+++ Trecho de origem
A baixa capacidade de conexão de internet, embora comprometesse o andamento dos trabalhos, foi percebida pelos ocupantes do espaço como parte dos problemas de infra-estrutura enfrentados pelo conjunto do evento FSM e não pode ser avaliada separadamente.
Houve razoável interação com comunicadores de outros países da Africa, incluindo aqueles que mesmo atuando em um Centro de Convergência externo, organizado pelo IMC Africa, se mobilizaram para interagir com outros projetos. Também houve bom aproveitamento do espaço para a preparação de atividades conjuntas, como a marcha de abertura, uma reunião geral da Comissão de Comunicação e outra de organização da Assembléia de Convergência, e até mesmo de oficinas práticas e improvisadas de stencil, video, etc . Esses momentos propiciaram oportunidades de convivência, fator que desde outros fóruns tem contribuído para o ingresso e a permanência de comunicadores/as independentes nos processos de comunicação ligados ao universo temático do FSM.
Nesse espaço, poderia ter sido maior o contato das mídias alternativas visitantes com comunicadores e estudantes senegaleses, que estiveram possivelmente em outros locais de atividade, contribuindo para projetos específicos de cobertura. Com algumas exceções de jornalistas locais que fizeram o contato por iniciativa própria, foram poucas as oportunidades de criar laços mais permanentes e de compartilhar visões e práticas, embora acreditemos que esse processo tenha se dado mais positivamente no âmbito africano, por meio das iniciativas que procuraram inserir esses jovens nos espaços de diálogos sobre a comunicação do FSM. (este balanço pode ser melhor complementado com informes das mídias africanas)
++++++
◆ Tarefas propostas
**A)** No trecho sobre o espaço de comunicação do FSM, quem organizou o Centro de Convergência externo?
**B)** Dê sequência ao trecho sobre o espaço de comunicação do FSM, partindo da última frase apresentada.
+++ Registros de dados
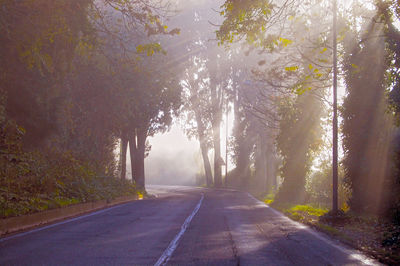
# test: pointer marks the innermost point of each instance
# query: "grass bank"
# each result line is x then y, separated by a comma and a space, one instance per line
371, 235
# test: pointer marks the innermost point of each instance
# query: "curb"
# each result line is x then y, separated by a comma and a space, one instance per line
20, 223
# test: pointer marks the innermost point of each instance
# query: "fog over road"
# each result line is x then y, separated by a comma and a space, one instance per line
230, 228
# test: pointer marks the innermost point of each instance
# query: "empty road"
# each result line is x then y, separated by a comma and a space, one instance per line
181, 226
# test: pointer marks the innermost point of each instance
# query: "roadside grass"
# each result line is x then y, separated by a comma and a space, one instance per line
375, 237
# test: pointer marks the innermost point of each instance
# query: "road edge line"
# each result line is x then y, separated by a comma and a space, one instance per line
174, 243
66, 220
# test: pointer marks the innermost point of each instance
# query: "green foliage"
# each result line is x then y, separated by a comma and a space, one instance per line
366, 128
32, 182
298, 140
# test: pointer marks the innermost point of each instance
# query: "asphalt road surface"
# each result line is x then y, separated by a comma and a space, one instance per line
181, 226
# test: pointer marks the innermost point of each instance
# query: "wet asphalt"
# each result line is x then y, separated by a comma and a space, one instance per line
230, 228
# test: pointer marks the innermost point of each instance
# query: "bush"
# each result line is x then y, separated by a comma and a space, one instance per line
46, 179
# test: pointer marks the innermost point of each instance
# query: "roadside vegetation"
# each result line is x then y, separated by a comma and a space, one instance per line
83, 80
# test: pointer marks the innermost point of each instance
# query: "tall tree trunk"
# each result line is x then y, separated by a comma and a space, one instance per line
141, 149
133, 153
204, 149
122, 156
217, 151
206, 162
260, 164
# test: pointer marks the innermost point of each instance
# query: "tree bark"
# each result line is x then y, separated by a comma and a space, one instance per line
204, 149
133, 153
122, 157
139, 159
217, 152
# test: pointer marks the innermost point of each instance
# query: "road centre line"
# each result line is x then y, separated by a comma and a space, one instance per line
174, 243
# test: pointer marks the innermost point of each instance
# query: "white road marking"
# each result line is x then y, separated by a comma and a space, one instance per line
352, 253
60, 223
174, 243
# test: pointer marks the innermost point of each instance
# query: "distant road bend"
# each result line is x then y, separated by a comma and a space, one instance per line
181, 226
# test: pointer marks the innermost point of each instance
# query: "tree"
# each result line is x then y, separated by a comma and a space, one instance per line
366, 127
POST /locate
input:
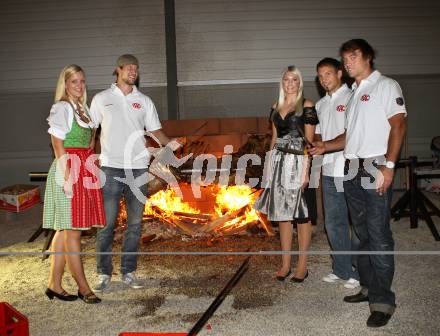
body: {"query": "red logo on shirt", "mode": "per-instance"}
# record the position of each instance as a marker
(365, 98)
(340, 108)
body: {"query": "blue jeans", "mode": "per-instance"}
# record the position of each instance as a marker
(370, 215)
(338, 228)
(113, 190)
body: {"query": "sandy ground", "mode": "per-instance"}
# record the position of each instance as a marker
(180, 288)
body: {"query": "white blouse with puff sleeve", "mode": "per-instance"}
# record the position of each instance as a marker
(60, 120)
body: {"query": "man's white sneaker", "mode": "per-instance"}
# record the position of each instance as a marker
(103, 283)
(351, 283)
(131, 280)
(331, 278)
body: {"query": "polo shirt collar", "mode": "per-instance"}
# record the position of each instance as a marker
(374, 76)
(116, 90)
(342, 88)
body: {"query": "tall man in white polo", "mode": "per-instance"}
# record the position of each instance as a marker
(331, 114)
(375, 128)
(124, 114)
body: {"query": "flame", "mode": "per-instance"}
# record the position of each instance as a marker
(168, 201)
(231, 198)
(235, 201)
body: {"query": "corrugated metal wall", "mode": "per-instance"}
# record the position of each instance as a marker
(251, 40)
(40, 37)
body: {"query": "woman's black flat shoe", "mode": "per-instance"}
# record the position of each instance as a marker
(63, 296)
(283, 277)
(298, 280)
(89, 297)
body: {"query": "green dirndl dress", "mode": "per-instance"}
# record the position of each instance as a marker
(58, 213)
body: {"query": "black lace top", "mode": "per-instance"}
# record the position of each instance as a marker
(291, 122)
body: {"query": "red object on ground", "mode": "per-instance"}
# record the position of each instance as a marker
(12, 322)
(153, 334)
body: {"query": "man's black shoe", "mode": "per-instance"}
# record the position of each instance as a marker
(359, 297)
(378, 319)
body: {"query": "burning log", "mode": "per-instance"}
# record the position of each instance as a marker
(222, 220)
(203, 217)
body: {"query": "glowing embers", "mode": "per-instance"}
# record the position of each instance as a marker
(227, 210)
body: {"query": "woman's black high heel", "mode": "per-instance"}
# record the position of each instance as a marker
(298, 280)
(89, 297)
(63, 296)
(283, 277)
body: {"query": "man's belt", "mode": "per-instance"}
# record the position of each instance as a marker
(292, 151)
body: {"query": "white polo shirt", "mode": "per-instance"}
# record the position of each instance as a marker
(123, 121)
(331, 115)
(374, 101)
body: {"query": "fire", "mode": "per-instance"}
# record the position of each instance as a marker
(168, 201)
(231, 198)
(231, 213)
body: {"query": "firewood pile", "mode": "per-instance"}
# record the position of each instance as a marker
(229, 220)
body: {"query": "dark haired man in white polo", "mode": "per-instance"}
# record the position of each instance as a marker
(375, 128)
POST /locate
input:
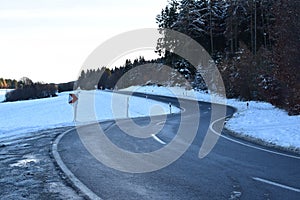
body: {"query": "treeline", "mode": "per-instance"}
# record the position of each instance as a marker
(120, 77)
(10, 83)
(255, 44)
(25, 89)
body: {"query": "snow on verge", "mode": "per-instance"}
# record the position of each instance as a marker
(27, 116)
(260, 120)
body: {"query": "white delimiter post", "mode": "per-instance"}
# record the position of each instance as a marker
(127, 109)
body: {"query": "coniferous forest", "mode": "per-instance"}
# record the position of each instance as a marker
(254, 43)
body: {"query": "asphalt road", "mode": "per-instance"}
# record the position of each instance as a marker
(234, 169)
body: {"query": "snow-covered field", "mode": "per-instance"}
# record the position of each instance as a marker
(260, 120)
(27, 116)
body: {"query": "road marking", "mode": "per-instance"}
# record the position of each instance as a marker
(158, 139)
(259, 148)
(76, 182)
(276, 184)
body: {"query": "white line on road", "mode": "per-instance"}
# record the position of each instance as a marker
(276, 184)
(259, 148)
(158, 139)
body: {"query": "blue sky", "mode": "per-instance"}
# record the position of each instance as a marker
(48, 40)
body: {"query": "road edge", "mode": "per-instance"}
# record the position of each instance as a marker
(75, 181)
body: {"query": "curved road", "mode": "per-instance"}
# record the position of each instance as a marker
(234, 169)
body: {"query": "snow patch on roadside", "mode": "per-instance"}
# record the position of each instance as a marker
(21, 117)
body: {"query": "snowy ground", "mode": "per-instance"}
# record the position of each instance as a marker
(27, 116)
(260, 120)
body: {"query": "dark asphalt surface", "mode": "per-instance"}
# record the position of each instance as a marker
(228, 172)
++++++
◆ Respostas
**A)** O IMC Africa.

**B)**
A cobertura do evento FSM pelas mídias alternativas
Os temas cobertos pelas mídias alternativas no FSM refletiram os assuntos que mais mobilizaram esta edição. Em primeiro lugar, a simultaneidade com um período de revoltas e
vitórias populares ao Norte da Africa. Os acontecimentos no Egito foram seguidos paripasso nos dias do FSM e interferiram nos seus programas e debates, até a queda de Mubarak. Tunísia era sempre lembrada como acontecimento ligado ao mesmo processo de rebeldia regional, reforçado com uso das redes sociais. A presença marroquina, que de um lado trouxe ao FSM uma ligação mais intensa com os processos regionais, também foi motivo de pauta das mídias alternativas por outro motivo: a presença de um grupo apoiador da atual política de Marrocos em relação ao Sahara, e de oposição portanto às resistências saharauis participantes do FSM. Um grupo de mulheres saharauis tornou-se o primeiro alvo das agressões desses estranhos participantes, denunciados em entrevista coletiva de suas vítimas.
Outro tema de grande interesse das mídias alternativas foi a presença da Diáspora Africana na Ilha de Goré. Com o lançamento da Carta Mundial dos Imigrantes antes do FSM, foi possível para uma grande quantidade de participantes do FSM visitar a Ilha com certa tranquilidade e dar depoimentos. Para comunicadores brasileiros/as participantes da Ciranda, a visita à Casa dos Escravos, entreposto comercial de seres humanos durante os tempos de escravidão, foi o acontecimento mais impactante deste período preparatório.
A comunicação foi em si um tema de interesse. Não só por estar relacionada com acontecimentos políticos recentes ou simultâneos ao FSM, mas por apresentar agenda própria de debates, que envolveram esforços de transmissão direta pela rede.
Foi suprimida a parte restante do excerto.